*TASK OBJECTIVE*. Print each entry below precisely as shown.

*Saved entries*.
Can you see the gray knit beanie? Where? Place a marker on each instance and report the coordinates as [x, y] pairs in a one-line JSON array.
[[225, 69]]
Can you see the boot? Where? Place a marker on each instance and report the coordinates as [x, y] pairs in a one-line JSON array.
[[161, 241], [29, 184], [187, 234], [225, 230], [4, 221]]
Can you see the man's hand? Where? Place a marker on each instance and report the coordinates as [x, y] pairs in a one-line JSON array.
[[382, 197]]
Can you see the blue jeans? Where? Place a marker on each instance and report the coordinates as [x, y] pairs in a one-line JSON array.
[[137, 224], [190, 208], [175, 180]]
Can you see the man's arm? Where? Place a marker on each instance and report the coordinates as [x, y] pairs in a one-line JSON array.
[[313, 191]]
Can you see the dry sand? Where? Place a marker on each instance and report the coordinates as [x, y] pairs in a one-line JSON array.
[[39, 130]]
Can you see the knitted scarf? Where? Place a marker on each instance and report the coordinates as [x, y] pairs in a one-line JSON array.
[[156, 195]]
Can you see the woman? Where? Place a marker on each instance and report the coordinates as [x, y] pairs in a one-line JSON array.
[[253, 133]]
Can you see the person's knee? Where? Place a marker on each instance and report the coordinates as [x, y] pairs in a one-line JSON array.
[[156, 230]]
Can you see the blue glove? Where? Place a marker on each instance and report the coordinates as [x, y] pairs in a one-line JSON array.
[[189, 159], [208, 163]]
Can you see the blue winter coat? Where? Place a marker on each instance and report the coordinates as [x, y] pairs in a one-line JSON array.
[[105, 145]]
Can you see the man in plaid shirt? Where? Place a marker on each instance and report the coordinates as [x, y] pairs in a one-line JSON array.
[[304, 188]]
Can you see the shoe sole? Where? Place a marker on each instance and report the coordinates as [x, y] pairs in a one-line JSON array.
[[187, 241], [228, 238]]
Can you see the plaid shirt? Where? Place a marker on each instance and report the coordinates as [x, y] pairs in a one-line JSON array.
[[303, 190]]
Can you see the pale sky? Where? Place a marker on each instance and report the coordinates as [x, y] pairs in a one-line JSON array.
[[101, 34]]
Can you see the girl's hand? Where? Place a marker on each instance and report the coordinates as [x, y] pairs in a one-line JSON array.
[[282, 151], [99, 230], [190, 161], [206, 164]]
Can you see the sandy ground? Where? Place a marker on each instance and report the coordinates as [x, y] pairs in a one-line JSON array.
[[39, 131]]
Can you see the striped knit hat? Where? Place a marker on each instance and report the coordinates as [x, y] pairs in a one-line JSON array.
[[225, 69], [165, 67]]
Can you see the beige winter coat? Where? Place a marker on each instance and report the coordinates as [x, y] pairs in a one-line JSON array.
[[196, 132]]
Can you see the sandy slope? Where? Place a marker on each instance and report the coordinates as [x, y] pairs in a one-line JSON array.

*FINAL ANSWER*.
Can you see the gray knit beanie? Where? Place a marker on each instance and report the coordinates as [x, y] pairs in a one-line JSON array.
[[225, 69]]
Can you see the boot? Where? Place a marker on each instance and report the coordinates as [x, y] pairs in a one-line JSON array.
[[161, 241], [29, 184], [187, 234], [225, 230], [4, 221]]
Can you see the man's hand? Where? Place a marker on each instance and report the coordinates as [x, y] pairs in a one-line JSON array.
[[382, 197]]
Can you see the blue jeans? Where? Place a marker on each instance and report the coordinates as [x, y] pairs in a one-line JSON array.
[[137, 224], [190, 208], [175, 180]]
Can you see the man's arm? Where? Place a marker on each instance and report the coordinates as [x, y] pairs in a one-line JSON array.
[[313, 191]]
Can you see the dry sand? Where? Place a marker on each instance and report the coordinates as [x, y] pairs in a one-line JSON array.
[[39, 130]]
Can you see the knitted scarf? Where? Place a marker on each instance and report the coordinates as [x, y] pairs in a one-line JSON array.
[[156, 195]]
Can you see the woman? Where? Place a marker on each instance and report the coordinates as [x, y] pairs in a one-line JSON array.
[[253, 133]]
Can you see the person's knee? Where? Place a marker on each instance and report the coordinates as [x, y] pairs in a one-line JSON array.
[[156, 230]]
Can you see the blue glove? Where? Place a marker on each instance and report the coordinates as [x, y] pairs in a one-line JSON array.
[[189, 159], [208, 163]]
Can you see the blue winter coat? Where? Place a marker on each instance and report the coordinates as [x, y] pairs in a one-line JSON array.
[[105, 145]]
Can you see the man in plaid shirt? Where? Place a marker on each instance and report the coordinates as [x, y] pairs in a one-line JSON array.
[[304, 188]]
Can you see the shoe sole? Where? Place a marker on each instance and report the coordinates as [x, y] pairs in a one-line JSON array.
[[187, 241], [228, 238]]
Can you see the plaid shirt? Where? Place a marker on each instance and report the coordinates as [x, y] pairs in a one-line JSON array.
[[303, 190]]
Can you see the pale sky? Where? Place a marker on each instance and report the coordinates as [x, y] pairs in a one-line JSON array.
[[101, 34]]
Can you see the girl's hand? Where? Place a marker on each instance and report the coordinates as [x, y] pairs in a one-line JSON array.
[[282, 151], [99, 230], [190, 161], [206, 164]]
Can you see the sandy ground? Where? Place a marker on each instance and report the coordinates as [x, y] pairs in a one-line JSON array.
[[39, 131]]
Can you see the striped knit hat? Where? Place a marker on each instance and report the coordinates as [x, y] pairs in a one-line JSON array.
[[225, 69], [165, 67]]
Can you see the beige winter coat? Where? Place a marker on each instance and report the coordinates as [x, y] pairs in a one-line JSON array.
[[196, 132]]
Can you see the sandy slope? Where? Place a marker on each instance and report the coordinates as [x, y] pairs in a one-line JSON array.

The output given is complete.